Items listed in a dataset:
+--
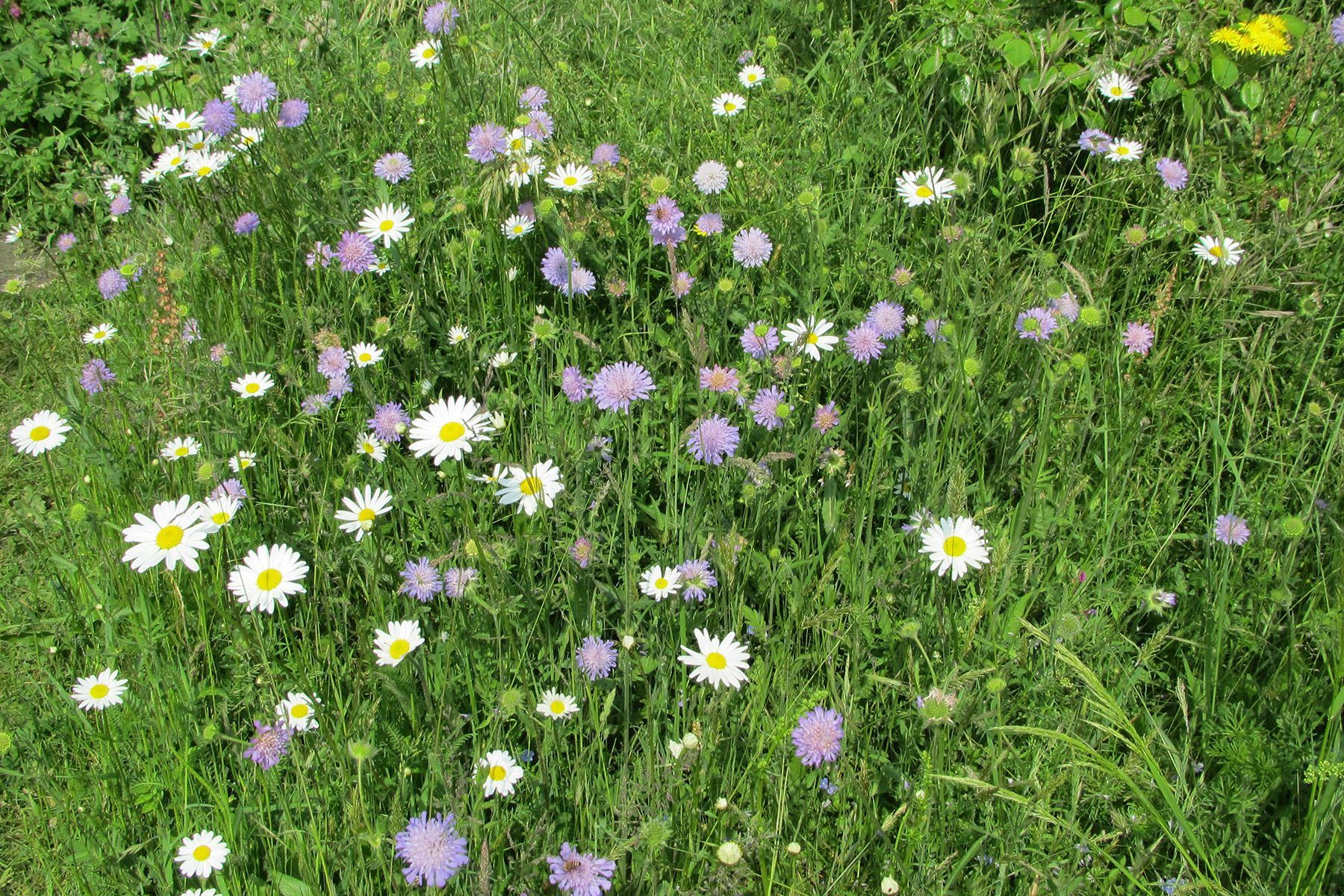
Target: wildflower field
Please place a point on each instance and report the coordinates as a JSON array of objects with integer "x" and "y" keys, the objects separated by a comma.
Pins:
[{"x": 675, "y": 449}]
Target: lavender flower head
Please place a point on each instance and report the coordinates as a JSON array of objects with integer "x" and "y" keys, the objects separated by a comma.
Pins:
[
  {"x": 292, "y": 113},
  {"x": 421, "y": 581},
  {"x": 752, "y": 247},
  {"x": 432, "y": 850},
  {"x": 581, "y": 874},
  {"x": 255, "y": 92},
  {"x": 596, "y": 659},
  {"x": 816, "y": 739},
  {"x": 618, "y": 385},
  {"x": 268, "y": 744},
  {"x": 394, "y": 167},
  {"x": 712, "y": 440},
  {"x": 389, "y": 422}
]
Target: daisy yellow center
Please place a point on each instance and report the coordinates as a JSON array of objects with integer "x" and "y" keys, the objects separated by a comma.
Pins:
[{"x": 168, "y": 538}]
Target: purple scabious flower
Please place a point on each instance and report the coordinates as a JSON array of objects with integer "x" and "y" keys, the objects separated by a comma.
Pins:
[
  {"x": 1139, "y": 337},
  {"x": 532, "y": 99},
  {"x": 355, "y": 253},
  {"x": 268, "y": 744},
  {"x": 255, "y": 92},
  {"x": 581, "y": 874},
  {"x": 94, "y": 374},
  {"x": 574, "y": 385},
  {"x": 1231, "y": 529},
  {"x": 618, "y": 385},
  {"x": 485, "y": 143},
  {"x": 456, "y": 581},
  {"x": 719, "y": 379},
  {"x": 596, "y": 657},
  {"x": 816, "y": 739},
  {"x": 865, "y": 343},
  {"x": 826, "y": 418},
  {"x": 292, "y": 113},
  {"x": 389, "y": 422},
  {"x": 759, "y": 339},
  {"x": 218, "y": 117},
  {"x": 441, "y": 18},
  {"x": 112, "y": 284},
  {"x": 752, "y": 247},
  {"x": 709, "y": 223},
  {"x": 421, "y": 581},
  {"x": 769, "y": 408},
  {"x": 394, "y": 167},
  {"x": 582, "y": 551},
  {"x": 432, "y": 849},
  {"x": 697, "y": 575},
  {"x": 1095, "y": 141},
  {"x": 889, "y": 319},
  {"x": 712, "y": 440},
  {"x": 1174, "y": 173},
  {"x": 665, "y": 215}
]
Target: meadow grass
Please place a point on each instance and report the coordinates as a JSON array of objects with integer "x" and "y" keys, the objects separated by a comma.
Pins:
[{"x": 1043, "y": 724}]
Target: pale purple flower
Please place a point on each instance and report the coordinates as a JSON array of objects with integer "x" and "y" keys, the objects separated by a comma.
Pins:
[
  {"x": 292, "y": 113},
  {"x": 421, "y": 581},
  {"x": 889, "y": 319},
  {"x": 255, "y": 92},
  {"x": 1036, "y": 324},
  {"x": 618, "y": 385},
  {"x": 712, "y": 440},
  {"x": 1139, "y": 337},
  {"x": 432, "y": 849},
  {"x": 484, "y": 143},
  {"x": 752, "y": 247},
  {"x": 389, "y": 422},
  {"x": 218, "y": 117},
  {"x": 863, "y": 343},
  {"x": 581, "y": 874},
  {"x": 1174, "y": 173},
  {"x": 816, "y": 739},
  {"x": 1231, "y": 529},
  {"x": 596, "y": 657},
  {"x": 769, "y": 408},
  {"x": 394, "y": 167},
  {"x": 759, "y": 339},
  {"x": 269, "y": 744}
]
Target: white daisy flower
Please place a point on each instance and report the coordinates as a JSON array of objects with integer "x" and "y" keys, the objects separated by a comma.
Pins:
[
  {"x": 100, "y": 691},
  {"x": 531, "y": 488},
  {"x": 172, "y": 534},
  {"x": 721, "y": 662},
  {"x": 40, "y": 433},
  {"x": 267, "y": 576},
  {"x": 954, "y": 544},
  {"x": 391, "y": 647},
  {"x": 502, "y": 773}
]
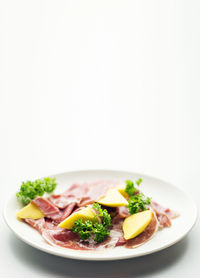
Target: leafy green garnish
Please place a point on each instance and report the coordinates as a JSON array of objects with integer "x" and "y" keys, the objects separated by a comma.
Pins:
[
  {"x": 138, "y": 203},
  {"x": 100, "y": 232},
  {"x": 103, "y": 215},
  {"x": 98, "y": 226},
  {"x": 83, "y": 228},
  {"x": 30, "y": 190},
  {"x": 138, "y": 181},
  {"x": 130, "y": 188}
]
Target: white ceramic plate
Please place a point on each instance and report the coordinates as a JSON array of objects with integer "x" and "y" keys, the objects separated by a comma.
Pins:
[{"x": 162, "y": 192}]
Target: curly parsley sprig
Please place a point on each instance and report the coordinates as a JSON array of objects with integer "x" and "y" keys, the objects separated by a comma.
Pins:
[
  {"x": 137, "y": 201},
  {"x": 31, "y": 189},
  {"x": 98, "y": 226}
]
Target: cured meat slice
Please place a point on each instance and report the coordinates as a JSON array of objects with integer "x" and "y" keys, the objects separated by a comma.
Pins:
[
  {"x": 160, "y": 209},
  {"x": 163, "y": 215},
  {"x": 38, "y": 224},
  {"x": 64, "y": 213},
  {"x": 122, "y": 212},
  {"x": 82, "y": 194},
  {"x": 144, "y": 236},
  {"x": 45, "y": 206}
]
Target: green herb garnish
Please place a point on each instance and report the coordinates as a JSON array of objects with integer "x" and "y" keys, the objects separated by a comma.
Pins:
+--
* [EXERCISE AIM] From the line containing "Target: curly parsley sprig" to the last line of the material, please quote every line exactly and only those.

* [RESULT OF THIS TASK]
Target: curly parsley sprig
Please place a point on each instance and report the coordinates as a JSON array of objects with integer "x" and "y" keys, the objects separated by a comma.
Pins:
[
  {"x": 137, "y": 201},
  {"x": 31, "y": 189},
  {"x": 98, "y": 226}
]
Target: cured meat slice
Please place a point on each instance and report the coordinates as a JSON array of objects with integer "x" and "y" keys, the objects separated by a comma.
Pins:
[
  {"x": 160, "y": 209},
  {"x": 163, "y": 215},
  {"x": 38, "y": 224},
  {"x": 64, "y": 213},
  {"x": 122, "y": 212},
  {"x": 82, "y": 194},
  {"x": 144, "y": 236},
  {"x": 45, "y": 206}
]
Target: green herb garnish
Please place a point on each instance and report the coordinates as a JSON array of objects with integer "x" and "y" keys, the objects separated by a comma.
Pins:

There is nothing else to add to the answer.